[Data supplied]
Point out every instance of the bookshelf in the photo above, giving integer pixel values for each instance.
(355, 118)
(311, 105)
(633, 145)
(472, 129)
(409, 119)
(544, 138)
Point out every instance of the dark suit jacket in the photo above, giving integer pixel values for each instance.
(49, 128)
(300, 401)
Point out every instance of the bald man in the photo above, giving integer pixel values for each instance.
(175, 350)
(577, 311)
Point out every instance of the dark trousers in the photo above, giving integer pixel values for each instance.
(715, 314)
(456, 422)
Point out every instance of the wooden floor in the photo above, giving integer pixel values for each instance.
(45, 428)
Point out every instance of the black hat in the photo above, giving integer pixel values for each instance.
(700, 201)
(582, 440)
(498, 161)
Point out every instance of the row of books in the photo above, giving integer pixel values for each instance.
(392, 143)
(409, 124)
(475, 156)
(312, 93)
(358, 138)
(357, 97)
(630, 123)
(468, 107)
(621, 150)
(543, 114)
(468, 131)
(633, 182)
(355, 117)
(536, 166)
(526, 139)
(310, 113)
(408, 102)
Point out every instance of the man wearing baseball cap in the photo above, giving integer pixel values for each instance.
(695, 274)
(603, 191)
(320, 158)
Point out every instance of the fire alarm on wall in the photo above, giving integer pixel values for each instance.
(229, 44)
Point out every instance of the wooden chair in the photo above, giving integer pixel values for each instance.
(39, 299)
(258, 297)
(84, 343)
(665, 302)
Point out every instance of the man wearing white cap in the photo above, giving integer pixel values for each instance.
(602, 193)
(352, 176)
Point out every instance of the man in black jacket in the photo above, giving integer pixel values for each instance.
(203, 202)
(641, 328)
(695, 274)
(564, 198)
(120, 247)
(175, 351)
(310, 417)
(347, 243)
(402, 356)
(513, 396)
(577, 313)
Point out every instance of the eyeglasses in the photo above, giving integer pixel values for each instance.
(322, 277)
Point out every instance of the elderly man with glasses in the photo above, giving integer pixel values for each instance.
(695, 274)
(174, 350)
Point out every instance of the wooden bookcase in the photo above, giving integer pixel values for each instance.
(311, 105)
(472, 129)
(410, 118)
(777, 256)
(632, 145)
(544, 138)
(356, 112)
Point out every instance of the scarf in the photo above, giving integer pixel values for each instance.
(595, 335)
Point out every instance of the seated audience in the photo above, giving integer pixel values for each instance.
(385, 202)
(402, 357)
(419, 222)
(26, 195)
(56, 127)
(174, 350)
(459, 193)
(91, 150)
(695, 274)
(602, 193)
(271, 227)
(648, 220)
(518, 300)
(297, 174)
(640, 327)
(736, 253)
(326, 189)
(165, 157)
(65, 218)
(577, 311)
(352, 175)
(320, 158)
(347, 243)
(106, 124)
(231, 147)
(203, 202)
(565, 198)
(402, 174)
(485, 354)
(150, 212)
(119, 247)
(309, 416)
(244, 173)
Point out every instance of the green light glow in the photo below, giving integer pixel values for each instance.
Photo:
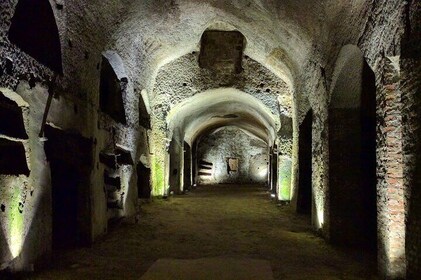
(285, 167)
(16, 223)
(158, 181)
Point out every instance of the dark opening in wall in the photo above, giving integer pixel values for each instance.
(304, 202)
(34, 30)
(144, 119)
(222, 51)
(205, 168)
(12, 158)
(124, 157)
(232, 165)
(143, 181)
(111, 92)
(12, 120)
(70, 157)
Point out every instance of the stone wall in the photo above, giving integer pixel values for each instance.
(410, 65)
(218, 147)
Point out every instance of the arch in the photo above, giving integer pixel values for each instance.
(231, 145)
(221, 107)
(352, 170)
(34, 30)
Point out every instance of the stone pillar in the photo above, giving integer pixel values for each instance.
(390, 186)
(410, 64)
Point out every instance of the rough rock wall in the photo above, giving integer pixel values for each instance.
(410, 86)
(183, 78)
(230, 142)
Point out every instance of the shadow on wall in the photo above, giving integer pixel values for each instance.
(34, 30)
(70, 158)
(352, 152)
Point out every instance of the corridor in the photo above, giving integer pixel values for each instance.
(222, 221)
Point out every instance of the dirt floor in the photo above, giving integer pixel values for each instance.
(214, 221)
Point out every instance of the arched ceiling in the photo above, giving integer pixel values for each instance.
(216, 108)
(279, 35)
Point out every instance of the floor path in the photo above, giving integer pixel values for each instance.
(224, 221)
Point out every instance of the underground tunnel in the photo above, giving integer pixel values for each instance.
(210, 139)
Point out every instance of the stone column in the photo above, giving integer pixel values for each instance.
(390, 186)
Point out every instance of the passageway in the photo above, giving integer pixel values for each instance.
(229, 221)
(220, 137)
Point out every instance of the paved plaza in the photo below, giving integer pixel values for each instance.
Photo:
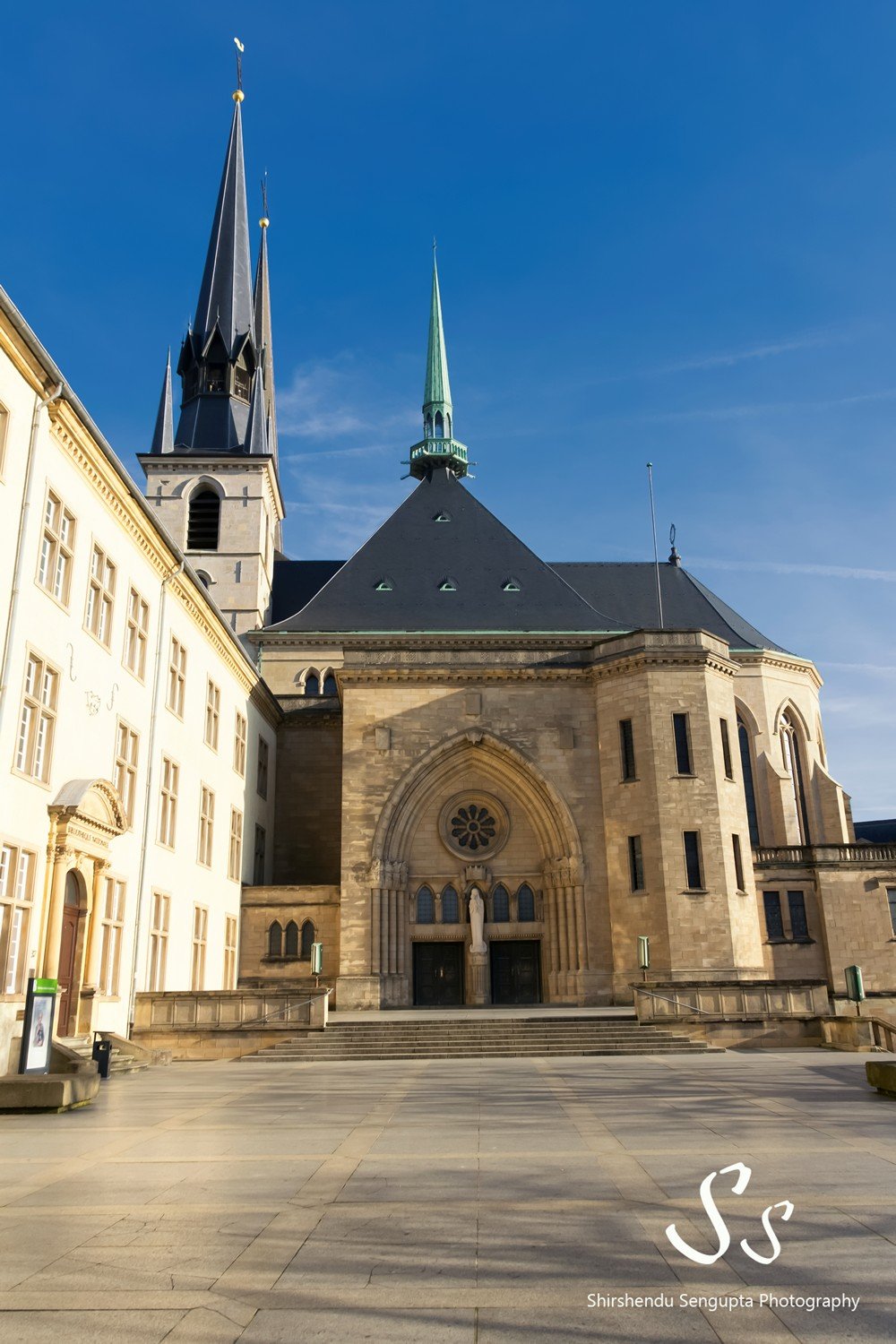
(471, 1202)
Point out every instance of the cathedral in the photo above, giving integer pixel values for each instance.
(460, 774)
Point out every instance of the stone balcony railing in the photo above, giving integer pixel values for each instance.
(814, 855)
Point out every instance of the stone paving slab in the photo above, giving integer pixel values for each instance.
(449, 1201)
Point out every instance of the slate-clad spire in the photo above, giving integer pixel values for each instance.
(263, 330)
(438, 446)
(163, 438)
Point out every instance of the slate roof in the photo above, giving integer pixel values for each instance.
(416, 556)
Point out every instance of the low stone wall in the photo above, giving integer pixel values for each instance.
(223, 1024)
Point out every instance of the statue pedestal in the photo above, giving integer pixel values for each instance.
(478, 978)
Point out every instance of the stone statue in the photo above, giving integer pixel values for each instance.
(477, 921)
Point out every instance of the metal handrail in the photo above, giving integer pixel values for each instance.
(276, 1012)
(675, 1003)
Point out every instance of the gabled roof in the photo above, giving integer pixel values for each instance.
(443, 562)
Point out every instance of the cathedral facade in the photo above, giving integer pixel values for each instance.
(466, 774)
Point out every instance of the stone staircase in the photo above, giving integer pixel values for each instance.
(471, 1038)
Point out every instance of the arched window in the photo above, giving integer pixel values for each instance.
(308, 938)
(425, 906)
(794, 768)
(450, 909)
(750, 790)
(203, 521)
(525, 903)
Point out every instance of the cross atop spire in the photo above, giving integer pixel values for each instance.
(438, 446)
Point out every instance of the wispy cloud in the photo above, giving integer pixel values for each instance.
(834, 572)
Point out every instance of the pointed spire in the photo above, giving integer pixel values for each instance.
(226, 292)
(163, 438)
(263, 331)
(438, 448)
(257, 426)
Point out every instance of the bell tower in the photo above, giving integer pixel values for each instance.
(214, 481)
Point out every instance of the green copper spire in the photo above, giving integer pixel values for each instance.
(438, 448)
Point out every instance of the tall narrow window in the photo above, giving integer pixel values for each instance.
(230, 952)
(635, 863)
(726, 749)
(794, 768)
(308, 940)
(212, 714)
(113, 921)
(201, 941)
(236, 852)
(261, 782)
(177, 677)
(745, 769)
(203, 523)
(683, 744)
(101, 596)
(125, 768)
(425, 906)
(206, 824)
(774, 918)
(38, 719)
(694, 863)
(16, 882)
(56, 546)
(739, 863)
(525, 903)
(168, 803)
(797, 910)
(136, 634)
(626, 742)
(239, 745)
(450, 906)
(258, 857)
(159, 940)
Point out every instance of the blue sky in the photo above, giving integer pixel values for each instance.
(665, 231)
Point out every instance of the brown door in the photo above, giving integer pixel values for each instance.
(67, 949)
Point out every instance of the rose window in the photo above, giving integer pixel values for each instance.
(473, 827)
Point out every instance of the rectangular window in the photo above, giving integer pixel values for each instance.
(258, 857)
(230, 952)
(56, 546)
(774, 918)
(125, 769)
(236, 852)
(168, 803)
(798, 922)
(726, 749)
(739, 863)
(263, 768)
(206, 824)
(201, 935)
(101, 596)
(694, 866)
(177, 677)
(113, 919)
(683, 744)
(136, 634)
(159, 940)
(239, 745)
(38, 720)
(635, 863)
(626, 742)
(16, 883)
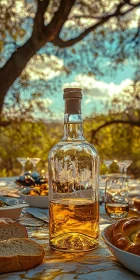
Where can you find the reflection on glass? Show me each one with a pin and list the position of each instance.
(108, 163)
(34, 161)
(116, 196)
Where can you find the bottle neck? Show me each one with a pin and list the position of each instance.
(73, 125)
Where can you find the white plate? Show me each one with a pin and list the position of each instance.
(14, 209)
(129, 260)
(35, 201)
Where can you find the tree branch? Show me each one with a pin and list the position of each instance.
(39, 17)
(59, 18)
(132, 123)
(64, 44)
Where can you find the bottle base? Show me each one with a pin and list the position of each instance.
(73, 242)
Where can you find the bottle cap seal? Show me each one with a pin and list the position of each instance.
(72, 93)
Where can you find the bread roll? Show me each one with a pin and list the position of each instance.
(19, 254)
(126, 235)
(11, 229)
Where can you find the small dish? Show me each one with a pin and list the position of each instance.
(35, 200)
(14, 208)
(129, 260)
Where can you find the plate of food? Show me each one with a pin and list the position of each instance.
(123, 240)
(11, 207)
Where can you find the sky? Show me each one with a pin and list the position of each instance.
(97, 90)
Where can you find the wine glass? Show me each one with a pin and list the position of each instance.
(123, 165)
(34, 161)
(127, 164)
(108, 163)
(22, 162)
(116, 196)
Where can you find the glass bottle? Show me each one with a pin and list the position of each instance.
(73, 184)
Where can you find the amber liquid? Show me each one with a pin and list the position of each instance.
(74, 224)
(116, 210)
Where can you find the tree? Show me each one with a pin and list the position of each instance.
(27, 26)
(124, 110)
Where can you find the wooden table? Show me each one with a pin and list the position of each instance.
(98, 264)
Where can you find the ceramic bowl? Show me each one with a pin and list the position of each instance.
(129, 260)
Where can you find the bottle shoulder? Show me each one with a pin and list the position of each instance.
(75, 146)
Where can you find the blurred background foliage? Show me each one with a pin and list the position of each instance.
(80, 33)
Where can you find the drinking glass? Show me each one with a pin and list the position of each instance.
(116, 196)
(34, 161)
(22, 162)
(123, 165)
(127, 164)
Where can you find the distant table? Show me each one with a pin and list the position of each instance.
(98, 264)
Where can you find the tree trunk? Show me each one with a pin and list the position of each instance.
(14, 66)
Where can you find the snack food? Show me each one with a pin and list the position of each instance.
(126, 235)
(19, 254)
(10, 229)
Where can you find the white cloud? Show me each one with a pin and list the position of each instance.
(99, 90)
(41, 67)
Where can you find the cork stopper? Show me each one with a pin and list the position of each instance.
(70, 93)
(73, 97)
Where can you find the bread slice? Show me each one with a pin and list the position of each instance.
(11, 229)
(19, 254)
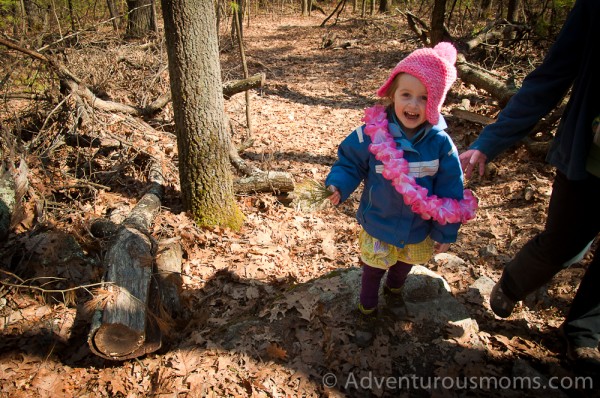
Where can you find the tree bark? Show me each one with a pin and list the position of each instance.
(198, 107)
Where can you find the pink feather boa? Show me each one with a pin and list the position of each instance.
(395, 169)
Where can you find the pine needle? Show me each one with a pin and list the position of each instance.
(310, 195)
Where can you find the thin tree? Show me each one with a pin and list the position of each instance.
(198, 105)
(437, 22)
(141, 20)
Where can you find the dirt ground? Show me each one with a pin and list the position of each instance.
(250, 324)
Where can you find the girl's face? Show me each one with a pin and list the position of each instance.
(410, 100)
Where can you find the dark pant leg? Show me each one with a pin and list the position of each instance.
(369, 289)
(582, 325)
(397, 274)
(573, 221)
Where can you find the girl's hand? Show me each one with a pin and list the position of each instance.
(472, 159)
(335, 196)
(440, 247)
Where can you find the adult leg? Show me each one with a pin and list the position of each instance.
(573, 221)
(582, 325)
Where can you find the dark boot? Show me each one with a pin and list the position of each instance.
(365, 326)
(395, 302)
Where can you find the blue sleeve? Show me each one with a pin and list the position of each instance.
(448, 183)
(542, 89)
(352, 165)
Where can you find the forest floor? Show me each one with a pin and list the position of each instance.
(251, 325)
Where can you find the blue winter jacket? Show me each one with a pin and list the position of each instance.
(572, 61)
(433, 161)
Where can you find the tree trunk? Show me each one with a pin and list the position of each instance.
(385, 6)
(437, 22)
(140, 21)
(198, 107)
(114, 14)
(512, 14)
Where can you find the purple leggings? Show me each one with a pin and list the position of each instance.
(371, 279)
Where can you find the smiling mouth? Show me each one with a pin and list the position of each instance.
(411, 116)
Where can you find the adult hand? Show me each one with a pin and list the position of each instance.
(335, 196)
(471, 159)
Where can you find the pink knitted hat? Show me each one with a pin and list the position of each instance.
(434, 67)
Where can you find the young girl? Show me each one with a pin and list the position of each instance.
(413, 201)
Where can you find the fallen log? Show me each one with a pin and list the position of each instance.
(125, 327)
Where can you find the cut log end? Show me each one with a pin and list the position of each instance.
(117, 340)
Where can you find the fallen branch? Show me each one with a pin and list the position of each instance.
(78, 88)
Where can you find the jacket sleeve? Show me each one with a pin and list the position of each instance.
(352, 165)
(448, 183)
(541, 91)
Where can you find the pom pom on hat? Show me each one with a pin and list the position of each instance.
(434, 67)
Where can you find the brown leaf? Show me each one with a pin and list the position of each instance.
(276, 352)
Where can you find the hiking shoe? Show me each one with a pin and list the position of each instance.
(501, 304)
(584, 359)
(366, 326)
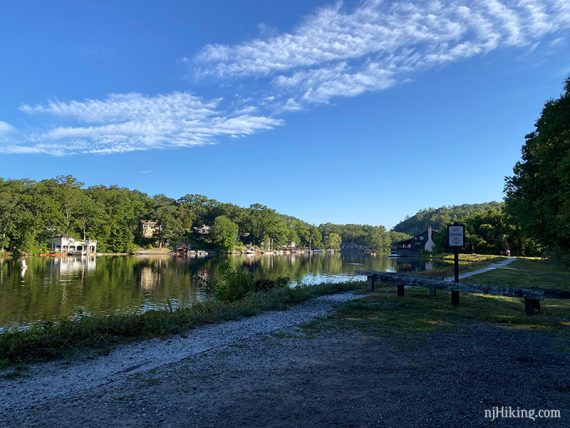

[Task]
Each line above that contains the string "below" should be identified and copied.

[Exercise response]
Point out every instance of the green light glow in the photo below, giving integer pixel values for each instance.
Point out every instance of the paved plaza in the photo below, giving integer pixel values for each instance.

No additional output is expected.